> MATERIAL SUPPLIED:
---

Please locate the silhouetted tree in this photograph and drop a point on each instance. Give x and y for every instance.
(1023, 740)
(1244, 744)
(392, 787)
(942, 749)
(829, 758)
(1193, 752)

---

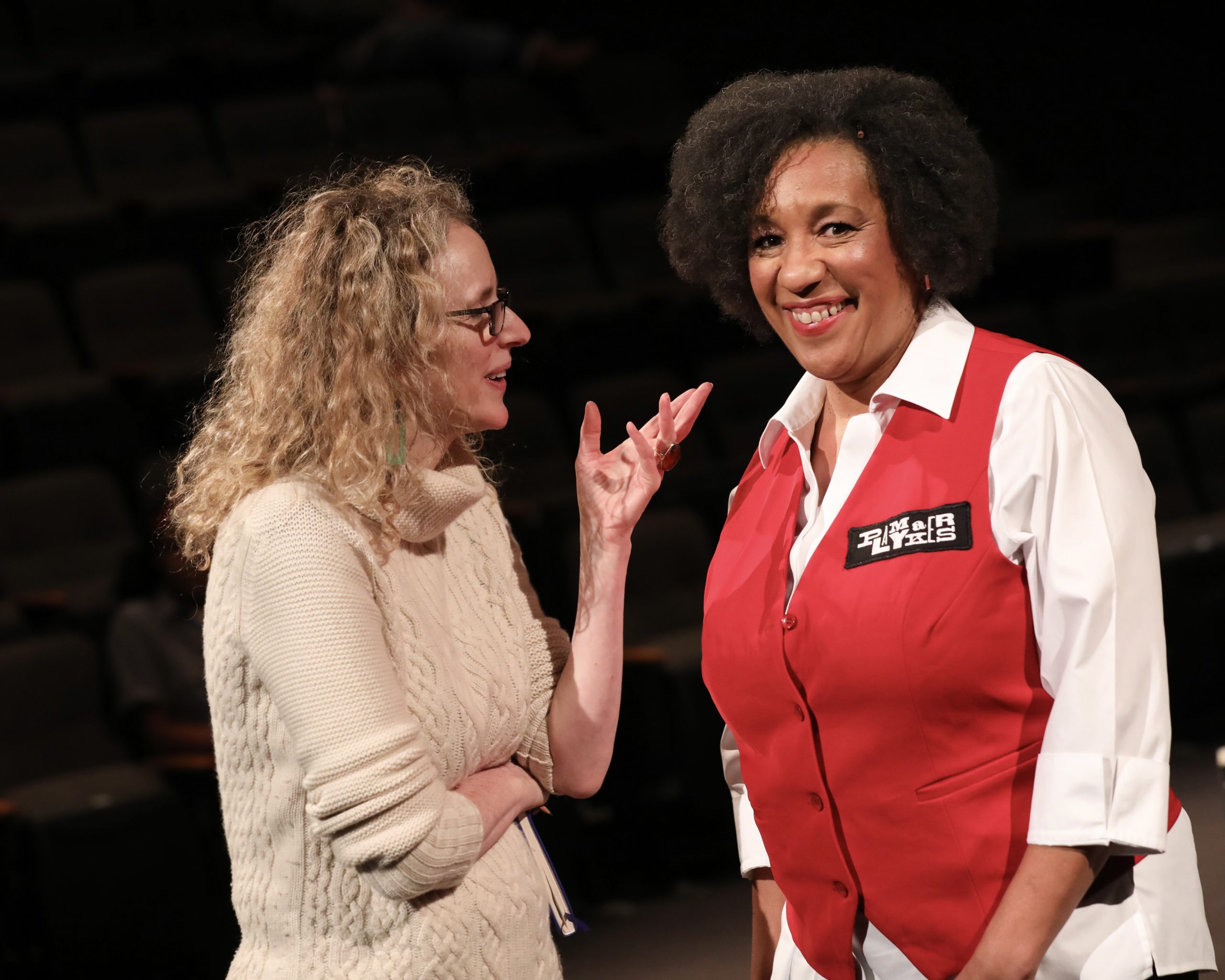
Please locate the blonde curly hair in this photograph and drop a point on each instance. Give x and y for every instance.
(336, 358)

---

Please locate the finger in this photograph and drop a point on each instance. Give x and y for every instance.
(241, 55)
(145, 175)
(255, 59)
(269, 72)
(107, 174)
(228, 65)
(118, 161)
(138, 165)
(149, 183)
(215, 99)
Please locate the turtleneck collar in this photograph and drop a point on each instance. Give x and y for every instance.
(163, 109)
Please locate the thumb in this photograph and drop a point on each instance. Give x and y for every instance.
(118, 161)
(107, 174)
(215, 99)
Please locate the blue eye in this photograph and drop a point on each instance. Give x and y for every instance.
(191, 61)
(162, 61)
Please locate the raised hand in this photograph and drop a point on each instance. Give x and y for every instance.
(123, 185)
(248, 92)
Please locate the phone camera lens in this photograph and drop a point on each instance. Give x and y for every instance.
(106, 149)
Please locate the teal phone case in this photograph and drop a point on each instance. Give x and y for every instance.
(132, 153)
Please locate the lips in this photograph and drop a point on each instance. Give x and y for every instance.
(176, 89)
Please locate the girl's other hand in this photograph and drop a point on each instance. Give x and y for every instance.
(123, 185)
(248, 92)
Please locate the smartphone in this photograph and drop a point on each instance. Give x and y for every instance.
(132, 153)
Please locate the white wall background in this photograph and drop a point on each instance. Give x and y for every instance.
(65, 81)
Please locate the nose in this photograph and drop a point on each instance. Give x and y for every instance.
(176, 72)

---

> WHAT IS EXPECTED: Scale the entries from the line with "Please locate the silhouetted" through the line with "(1193, 752)", both lines included, and write out every line in that span again, the request too. Multiply each x and y coordinate in the answers by 0.45 and round to the nearest whole number, rounding halves up, and give only those lines.

> REPLY TO THE TASK:
Please locate the silhouetted tree in this photograph and drop a point on each instance. Give x and y for every instance.
(460, 333)
(560, 335)
(176, 354)
(424, 337)
(373, 341)
(537, 338)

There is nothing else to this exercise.